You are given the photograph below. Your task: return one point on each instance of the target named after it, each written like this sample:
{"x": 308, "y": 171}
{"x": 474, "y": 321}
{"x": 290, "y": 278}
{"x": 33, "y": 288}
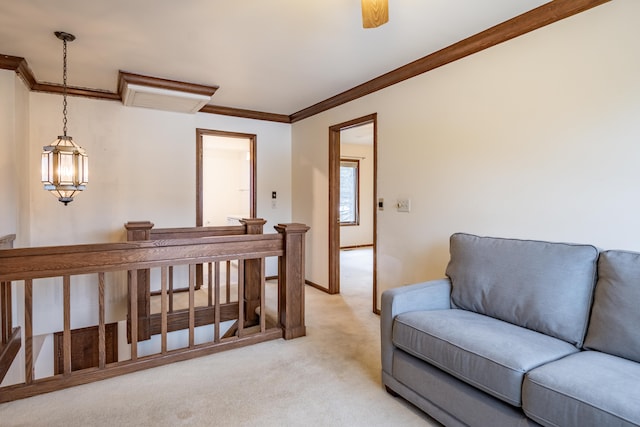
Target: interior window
{"x": 349, "y": 194}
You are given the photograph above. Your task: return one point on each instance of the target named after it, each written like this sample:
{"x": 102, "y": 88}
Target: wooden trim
{"x": 76, "y": 91}
{"x": 316, "y": 286}
{"x": 537, "y": 18}
{"x": 375, "y": 214}
{"x": 157, "y": 82}
{"x": 334, "y": 195}
{"x": 253, "y": 179}
{"x": 20, "y": 66}
{"x": 357, "y": 219}
{"x": 534, "y": 19}
{"x": 370, "y": 245}
{"x": 247, "y": 114}
{"x": 9, "y": 351}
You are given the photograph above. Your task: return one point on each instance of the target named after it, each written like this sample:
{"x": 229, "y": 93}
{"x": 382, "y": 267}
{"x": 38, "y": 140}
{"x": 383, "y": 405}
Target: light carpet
{"x": 331, "y": 377}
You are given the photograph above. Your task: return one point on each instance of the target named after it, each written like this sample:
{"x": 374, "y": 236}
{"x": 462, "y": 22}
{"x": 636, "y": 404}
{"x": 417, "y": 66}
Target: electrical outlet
{"x": 404, "y": 205}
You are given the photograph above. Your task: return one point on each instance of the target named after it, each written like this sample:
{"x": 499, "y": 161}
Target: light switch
{"x": 404, "y": 205}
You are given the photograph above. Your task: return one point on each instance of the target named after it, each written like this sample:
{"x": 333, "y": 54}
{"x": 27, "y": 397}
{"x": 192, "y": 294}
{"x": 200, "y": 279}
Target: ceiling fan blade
{"x": 374, "y": 13}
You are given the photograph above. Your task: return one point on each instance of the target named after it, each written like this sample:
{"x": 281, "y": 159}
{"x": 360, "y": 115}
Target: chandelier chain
{"x": 64, "y": 85}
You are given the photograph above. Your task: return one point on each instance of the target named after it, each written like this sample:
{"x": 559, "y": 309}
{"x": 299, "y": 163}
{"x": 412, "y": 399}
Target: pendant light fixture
{"x": 374, "y": 13}
{"x": 65, "y": 165}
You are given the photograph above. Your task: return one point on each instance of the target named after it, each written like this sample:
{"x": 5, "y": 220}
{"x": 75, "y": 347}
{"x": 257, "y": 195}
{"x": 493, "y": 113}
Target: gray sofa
{"x": 520, "y": 333}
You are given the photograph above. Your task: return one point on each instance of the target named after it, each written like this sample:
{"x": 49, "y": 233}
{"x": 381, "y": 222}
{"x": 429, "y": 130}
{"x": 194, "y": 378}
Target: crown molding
{"x": 248, "y": 114}
{"x": 539, "y": 17}
{"x": 160, "y": 83}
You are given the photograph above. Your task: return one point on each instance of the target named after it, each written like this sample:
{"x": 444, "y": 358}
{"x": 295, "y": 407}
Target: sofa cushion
{"x": 487, "y": 353}
{"x": 542, "y": 286}
{"x": 585, "y": 389}
{"x": 615, "y": 318}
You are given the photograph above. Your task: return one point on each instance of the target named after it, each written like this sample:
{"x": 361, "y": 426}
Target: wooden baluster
{"x": 102, "y": 353}
{"x": 209, "y": 284}
{"x": 263, "y": 310}
{"x": 192, "y": 308}
{"x": 136, "y": 231}
{"x": 133, "y": 307}
{"x": 216, "y": 333}
{"x": 170, "y": 289}
{"x": 28, "y": 331}
{"x": 251, "y": 296}
{"x": 291, "y": 280}
{"x": 164, "y": 272}
{"x": 240, "y": 298}
{"x": 66, "y": 332}
{"x": 5, "y": 311}
{"x": 228, "y": 281}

=== Problem requirements ===
Pull out every line above that contains the string "sofa" and copy each one unchanged.

=== Complete response ===
Target: gray sofa
Target: sofa cushion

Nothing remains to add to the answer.